Actions to take |
**A.** In the article on exercise and addiction, what effect did adding gym workouts to a smoking-cessation program have on women's chances of quitting in the Brown University study?
**B.** Summarize the article on exercise and addiction in two sentences.
**C.** From the article on exercise and addiction, reproduce the passage starting at "WASHINGTON - Sure, exercise" and ending at "pretty intense athletics.".

Given passage |
++++++++++

WASHINGTON - Sure, exercise is good for your waistline, your heart, your
bones - but might it also help prevent addiction to drugs or alcohol?
There are some tantalizing clues that physical activity might spur changes in
the brain to do just that. Now the U.S. government is beginning a push for hard
research to prove it.
This is not about getting average people to achieve the so-called runner's high,
a feat of pretty intense athletics.
Instead, the question is just how regular physical activity of varying intensity
- dancing, bicycling, swimming, tae kwan do - might affect mood, academic
performance, even the very reward systems in the brain that can get hijacked by
substance abuse.
What first caught the attention of National Institute on Drug Abuse chief Dr.
Nora Volkow: A study found tweens and teens who reported exercising daily were
half as likely to smoke as their sedentary counterparts, and 40 per cent less
likely to experiment with marijuana.
Volkow knows - from her own almost 10-kilometre daily runs and from her
scientific experiments - that the brain literally likes physical activity.
Exercise seems to invigorate neurochemicals that sense and reinforce pleasure.
"In children, it's innate," she notes. "Children want to move."
But the nation's children are becoming more sedentary, as illustrated by the
obesity epidemic, "screen time" replacing outdoor play and a drop in school
phys-ed. And as youngsters approach adolescence, the run around the yard that
used to be fun too often becomes a chore - the dreaded jog around the school
track or the nagging to get off the couch. The sedentary teen turns into the
sedentary adult.
"Why do we lose the ability to experience pleasure from physical activity?" asks
Volkow.
Last week she brought more than 100 specialists in exercise and neurobiology to
a two-day conference to explore physical activity's potential in fighting
substance abuse, and announced $4 million in new research grants to help.
Drug treatment programs often include exercise, partly to keep people distracted
from their cravings, but there's been little formal research on the effects.
The best evidence: Brown University took smokers to the gym three times a week
and found adding the exercise to a smoking-cessation program doubled women's
chances of successfully kicking the habit. The quitters who worked out got an
extra benefit: They gained half as much weight as women who managed to quit
without exercising, says lead researcher Dr. Bess Marcus.
She now is working with the YMCA on a larger, NIDA-funded study to prove the
benefit.

++++++++++

[Dataset entries]
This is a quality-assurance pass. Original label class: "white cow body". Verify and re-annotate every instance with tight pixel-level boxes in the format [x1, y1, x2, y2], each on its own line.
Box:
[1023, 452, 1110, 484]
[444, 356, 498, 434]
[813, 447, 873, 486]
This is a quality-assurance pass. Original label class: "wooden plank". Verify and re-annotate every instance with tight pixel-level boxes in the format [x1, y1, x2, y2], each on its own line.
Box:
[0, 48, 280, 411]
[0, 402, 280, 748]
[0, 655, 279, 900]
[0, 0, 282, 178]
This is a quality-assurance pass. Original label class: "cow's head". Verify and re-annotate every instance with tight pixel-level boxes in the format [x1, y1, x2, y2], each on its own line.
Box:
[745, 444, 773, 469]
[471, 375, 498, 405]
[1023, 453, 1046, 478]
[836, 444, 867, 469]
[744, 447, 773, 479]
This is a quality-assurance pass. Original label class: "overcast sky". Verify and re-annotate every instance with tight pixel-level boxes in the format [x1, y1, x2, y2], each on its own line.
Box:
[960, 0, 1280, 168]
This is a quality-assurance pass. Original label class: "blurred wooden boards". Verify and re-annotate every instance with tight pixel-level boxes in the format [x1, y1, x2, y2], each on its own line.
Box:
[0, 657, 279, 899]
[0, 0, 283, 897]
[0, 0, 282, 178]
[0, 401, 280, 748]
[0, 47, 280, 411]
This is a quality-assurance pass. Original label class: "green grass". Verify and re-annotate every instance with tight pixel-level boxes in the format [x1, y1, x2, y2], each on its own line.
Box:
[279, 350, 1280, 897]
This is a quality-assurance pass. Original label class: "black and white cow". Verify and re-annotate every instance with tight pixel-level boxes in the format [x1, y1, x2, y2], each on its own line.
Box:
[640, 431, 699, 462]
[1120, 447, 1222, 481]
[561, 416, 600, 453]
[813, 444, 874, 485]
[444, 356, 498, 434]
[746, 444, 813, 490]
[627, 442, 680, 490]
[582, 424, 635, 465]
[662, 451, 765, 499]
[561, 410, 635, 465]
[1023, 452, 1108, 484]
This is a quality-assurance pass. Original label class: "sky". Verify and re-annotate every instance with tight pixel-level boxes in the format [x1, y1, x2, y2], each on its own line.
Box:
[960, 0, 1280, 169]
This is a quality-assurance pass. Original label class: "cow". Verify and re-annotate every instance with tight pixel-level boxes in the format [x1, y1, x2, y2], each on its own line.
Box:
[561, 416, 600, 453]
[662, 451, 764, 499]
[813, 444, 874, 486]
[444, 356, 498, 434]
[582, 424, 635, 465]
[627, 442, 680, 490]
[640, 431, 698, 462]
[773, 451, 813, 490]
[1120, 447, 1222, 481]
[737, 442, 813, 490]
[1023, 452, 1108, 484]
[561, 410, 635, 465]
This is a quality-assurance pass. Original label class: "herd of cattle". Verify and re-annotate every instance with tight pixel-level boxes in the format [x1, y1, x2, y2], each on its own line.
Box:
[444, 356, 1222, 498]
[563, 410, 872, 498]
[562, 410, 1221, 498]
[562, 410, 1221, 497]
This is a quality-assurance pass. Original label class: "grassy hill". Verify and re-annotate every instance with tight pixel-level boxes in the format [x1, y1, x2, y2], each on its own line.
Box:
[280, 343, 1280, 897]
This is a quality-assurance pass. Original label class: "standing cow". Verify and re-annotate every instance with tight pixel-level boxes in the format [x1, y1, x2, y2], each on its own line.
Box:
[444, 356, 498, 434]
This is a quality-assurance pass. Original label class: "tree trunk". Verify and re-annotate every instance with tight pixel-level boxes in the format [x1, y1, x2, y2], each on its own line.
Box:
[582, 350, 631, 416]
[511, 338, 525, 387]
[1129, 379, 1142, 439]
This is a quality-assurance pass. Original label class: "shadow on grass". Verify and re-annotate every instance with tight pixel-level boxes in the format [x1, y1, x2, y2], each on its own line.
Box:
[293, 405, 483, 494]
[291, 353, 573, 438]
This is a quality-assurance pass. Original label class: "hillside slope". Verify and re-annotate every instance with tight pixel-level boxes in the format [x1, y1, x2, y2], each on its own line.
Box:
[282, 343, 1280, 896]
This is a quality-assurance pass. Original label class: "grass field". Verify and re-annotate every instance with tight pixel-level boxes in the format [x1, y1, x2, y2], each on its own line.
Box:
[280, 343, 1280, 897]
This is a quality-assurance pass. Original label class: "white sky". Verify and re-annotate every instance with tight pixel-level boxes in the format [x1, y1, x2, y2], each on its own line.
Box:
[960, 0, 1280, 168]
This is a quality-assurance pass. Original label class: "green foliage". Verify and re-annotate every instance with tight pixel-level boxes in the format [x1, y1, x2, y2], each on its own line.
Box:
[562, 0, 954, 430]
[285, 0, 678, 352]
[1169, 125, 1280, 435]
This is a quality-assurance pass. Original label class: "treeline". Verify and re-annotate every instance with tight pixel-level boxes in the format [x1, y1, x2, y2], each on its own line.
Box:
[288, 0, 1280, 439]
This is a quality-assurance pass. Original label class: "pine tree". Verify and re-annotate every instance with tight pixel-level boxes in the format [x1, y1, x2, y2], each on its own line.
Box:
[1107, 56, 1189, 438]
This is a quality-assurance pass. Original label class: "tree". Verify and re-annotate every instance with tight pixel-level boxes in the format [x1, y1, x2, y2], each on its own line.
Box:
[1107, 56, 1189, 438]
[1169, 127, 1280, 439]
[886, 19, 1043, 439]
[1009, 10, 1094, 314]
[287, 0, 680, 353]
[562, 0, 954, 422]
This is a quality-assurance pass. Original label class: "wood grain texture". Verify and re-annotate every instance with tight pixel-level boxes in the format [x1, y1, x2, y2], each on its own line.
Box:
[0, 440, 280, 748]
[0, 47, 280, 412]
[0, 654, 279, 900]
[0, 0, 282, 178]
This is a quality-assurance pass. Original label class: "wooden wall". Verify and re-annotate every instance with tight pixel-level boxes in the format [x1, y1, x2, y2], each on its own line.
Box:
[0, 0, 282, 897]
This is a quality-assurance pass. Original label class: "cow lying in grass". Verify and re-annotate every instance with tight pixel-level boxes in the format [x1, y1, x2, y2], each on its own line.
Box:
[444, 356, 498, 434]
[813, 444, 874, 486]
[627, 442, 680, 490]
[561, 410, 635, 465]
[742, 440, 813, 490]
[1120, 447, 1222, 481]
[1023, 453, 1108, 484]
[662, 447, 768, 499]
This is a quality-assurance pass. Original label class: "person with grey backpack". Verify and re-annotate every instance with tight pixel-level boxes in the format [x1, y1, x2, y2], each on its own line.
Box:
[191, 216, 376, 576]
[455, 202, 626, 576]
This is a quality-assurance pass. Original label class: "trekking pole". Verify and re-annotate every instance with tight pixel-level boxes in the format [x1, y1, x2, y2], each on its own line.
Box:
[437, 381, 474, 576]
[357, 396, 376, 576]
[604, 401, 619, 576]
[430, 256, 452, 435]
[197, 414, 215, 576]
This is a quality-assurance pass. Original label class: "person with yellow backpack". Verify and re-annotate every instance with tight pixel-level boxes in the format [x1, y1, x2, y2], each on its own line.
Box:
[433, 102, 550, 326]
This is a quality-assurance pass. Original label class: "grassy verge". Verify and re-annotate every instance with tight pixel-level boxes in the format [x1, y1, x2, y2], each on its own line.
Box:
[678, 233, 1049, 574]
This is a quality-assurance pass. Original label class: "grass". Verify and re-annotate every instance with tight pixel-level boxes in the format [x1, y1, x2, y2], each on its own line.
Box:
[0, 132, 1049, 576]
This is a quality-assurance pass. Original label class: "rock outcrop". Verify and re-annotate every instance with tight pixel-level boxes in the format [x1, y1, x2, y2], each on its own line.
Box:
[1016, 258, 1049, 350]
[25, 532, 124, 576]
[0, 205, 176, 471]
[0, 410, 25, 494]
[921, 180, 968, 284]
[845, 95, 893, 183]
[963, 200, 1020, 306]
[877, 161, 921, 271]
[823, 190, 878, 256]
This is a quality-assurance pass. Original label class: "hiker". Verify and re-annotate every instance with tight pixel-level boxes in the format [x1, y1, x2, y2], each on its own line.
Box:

++++++++++

Answers per task |
**A.** It doubled their chances of successfully quitting.

**B.** Clues such as a study linking daily exercise in tweens and teens to lower rates of smoking and marijuana use have led the U.S. government, through National Institute on Drug Abuse chief Dr. Nora Volkow, to push for research on whether physical activity can help prevent addiction. Volkow gathered more than 100 specialists at a conference and announced $4 million in research grants, and a Brown University study found that exercise doubled women's chances of quitting smoking.

**C.**
WASHINGTON - Sure, exercise is good for your waistline, your heart, your
bones - but might it also help prevent addiction to drugs or alcohol?
There are some tantalizing clues that physical activity might spur changes in
the brain to do just that. Now the U.S. government is beginning a push for hard
research to prove it.
This is not about getting average people to achieve the so-called runner's high,
a feat of pretty intense athletics.